Exercise A:
Which Clerk webhook events does the production deployment checklist list?
Exercise B:
Echo the production deployment checklist from "Authentication" up to and including "-> API Keys)".

Source document:
- - -

Skip to main content
Quick-reference checklist before deploying to production. For full setup steps, see Production Deployment.

Required Configuration

  • All required env vars set (see Environment Variables)
  • SERVER_PUBLIC_URL set to production domain
  • GRPC_PUBLIC_URL set to production gRPC endpoint
  • Database credentials configured (via Vault)
  • Redis credentials configured (via Vault)
  • Temporal connection configured
  • AWS credentials and S3 buckets configured
  • Cloud provider credentials (HCLOUD_TOKEN) configured

Authentication

  • JWT RSA keys stored in Vault (jwt_private_key, jwt_public_key in app-credentials)
  • AUTH_ALLOWED_ORIGINS set to production frontend origins
  • AUTH_PROVIDER set to clerk (default)
  • AUTH_CLERK_SECRET_KEY stored in Vault (from Clerk dashboard -> API Keys)
  • AUTH_CLERK_AUTHORIZED_PARTY matches production frontend URL
  • AUTH_CLERK_WEBHOOK_SIGNING_SECRET set and matches Clerk dashboard
  • Clerk webhook endpoint configured: https://<auth-server>/webhooks/clerk
  • Clerk webhook events: user.created, user.updated, user.deleted
See also: Clerk Setup for full Clerk configuration guide.

Vault & Secrets

  • Vault initialized, unsealed, and accessible
  • AppRole credentials deployed to control plane (/opt/hoodcloud/secrets/vault-secret-id)
  • Vault CA cert deployed (/opt/hoodcloud/secrets/vault-ca.crt)
  • VAULT_ADDR, VAULT_ROLE_ID, VAULT_SECRET_ID_PATH, VAULT_TLS_CA_FILE set in .env
  • All secrets populated in secret/hoodcloud/app-credentials
  • sealed_box_public_key and sealed_box_private_key present and valid (mandatory)
  • Master key stored at secret/hoodcloud/master-key
  • Root token revoked after setup
See also: Vault Operations for setup steps and secret structure.

Security

  • All secrets in HashiCorp Vault (not committed to version control)
  • No default passwords (GRAFANA_ADMIN_PASSWORD must be set explicitly)

- - -

Stored records:
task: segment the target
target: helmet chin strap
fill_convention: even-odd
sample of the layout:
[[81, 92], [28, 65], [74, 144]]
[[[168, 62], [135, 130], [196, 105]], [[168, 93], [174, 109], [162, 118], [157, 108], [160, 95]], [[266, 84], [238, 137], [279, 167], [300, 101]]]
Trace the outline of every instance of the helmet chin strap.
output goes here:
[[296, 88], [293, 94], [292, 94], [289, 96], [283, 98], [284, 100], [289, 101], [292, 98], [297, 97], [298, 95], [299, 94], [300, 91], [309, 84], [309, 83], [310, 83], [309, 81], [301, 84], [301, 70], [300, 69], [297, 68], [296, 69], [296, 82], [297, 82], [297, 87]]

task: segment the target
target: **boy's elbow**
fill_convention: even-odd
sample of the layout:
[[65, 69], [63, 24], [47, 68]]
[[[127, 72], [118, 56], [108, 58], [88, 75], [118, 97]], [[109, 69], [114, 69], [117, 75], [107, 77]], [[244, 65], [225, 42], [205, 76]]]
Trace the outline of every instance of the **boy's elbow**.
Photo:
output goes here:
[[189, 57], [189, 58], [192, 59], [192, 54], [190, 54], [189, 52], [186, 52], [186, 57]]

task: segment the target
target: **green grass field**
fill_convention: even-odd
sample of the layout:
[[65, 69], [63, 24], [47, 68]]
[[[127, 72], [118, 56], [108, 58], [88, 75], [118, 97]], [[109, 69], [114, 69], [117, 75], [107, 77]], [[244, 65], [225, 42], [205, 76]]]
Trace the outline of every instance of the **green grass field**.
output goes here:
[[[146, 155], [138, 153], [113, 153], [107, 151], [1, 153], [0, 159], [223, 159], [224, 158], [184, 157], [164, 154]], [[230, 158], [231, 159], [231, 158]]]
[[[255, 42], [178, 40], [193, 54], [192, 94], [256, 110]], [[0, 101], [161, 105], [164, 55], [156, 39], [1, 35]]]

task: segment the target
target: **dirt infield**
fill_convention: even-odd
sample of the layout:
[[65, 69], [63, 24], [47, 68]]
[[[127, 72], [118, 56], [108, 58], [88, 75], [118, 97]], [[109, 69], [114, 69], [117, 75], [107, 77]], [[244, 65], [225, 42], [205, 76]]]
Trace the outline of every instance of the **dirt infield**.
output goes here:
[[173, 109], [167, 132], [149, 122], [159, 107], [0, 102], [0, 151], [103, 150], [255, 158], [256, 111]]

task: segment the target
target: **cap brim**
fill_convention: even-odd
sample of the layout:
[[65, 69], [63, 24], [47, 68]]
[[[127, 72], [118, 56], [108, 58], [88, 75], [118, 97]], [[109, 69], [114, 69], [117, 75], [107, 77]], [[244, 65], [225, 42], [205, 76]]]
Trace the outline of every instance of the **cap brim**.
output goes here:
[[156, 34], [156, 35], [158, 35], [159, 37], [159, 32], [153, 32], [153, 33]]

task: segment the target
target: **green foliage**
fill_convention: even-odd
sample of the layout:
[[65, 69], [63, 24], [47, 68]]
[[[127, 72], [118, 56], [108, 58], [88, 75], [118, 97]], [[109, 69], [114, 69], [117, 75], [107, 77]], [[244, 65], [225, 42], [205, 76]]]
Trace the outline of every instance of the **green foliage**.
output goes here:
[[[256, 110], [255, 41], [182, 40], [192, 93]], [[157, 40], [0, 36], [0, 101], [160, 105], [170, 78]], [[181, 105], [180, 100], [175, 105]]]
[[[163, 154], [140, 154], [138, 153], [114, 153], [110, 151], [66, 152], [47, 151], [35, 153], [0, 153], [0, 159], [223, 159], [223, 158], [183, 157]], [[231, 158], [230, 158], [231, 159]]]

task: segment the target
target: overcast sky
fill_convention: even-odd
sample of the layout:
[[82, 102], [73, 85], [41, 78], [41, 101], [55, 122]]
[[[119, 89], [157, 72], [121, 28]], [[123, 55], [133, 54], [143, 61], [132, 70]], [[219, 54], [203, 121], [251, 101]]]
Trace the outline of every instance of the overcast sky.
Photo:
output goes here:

- - -

Task solution A:
user.created, user.updated, user.deleted

Task solution B:
Authentication

  • JWT RSA keys stored in Vault (jwt_private_key, jwt_public_key in app-credentials)
  • AUTH_ALLOWED_ORIGINS set to production frontend origins
  • AUTH_PROVIDER set to clerk (default)
  • AUTH_CLERK_SECRET_KEY stored in Vault (from Clerk dashboard -> API Keys)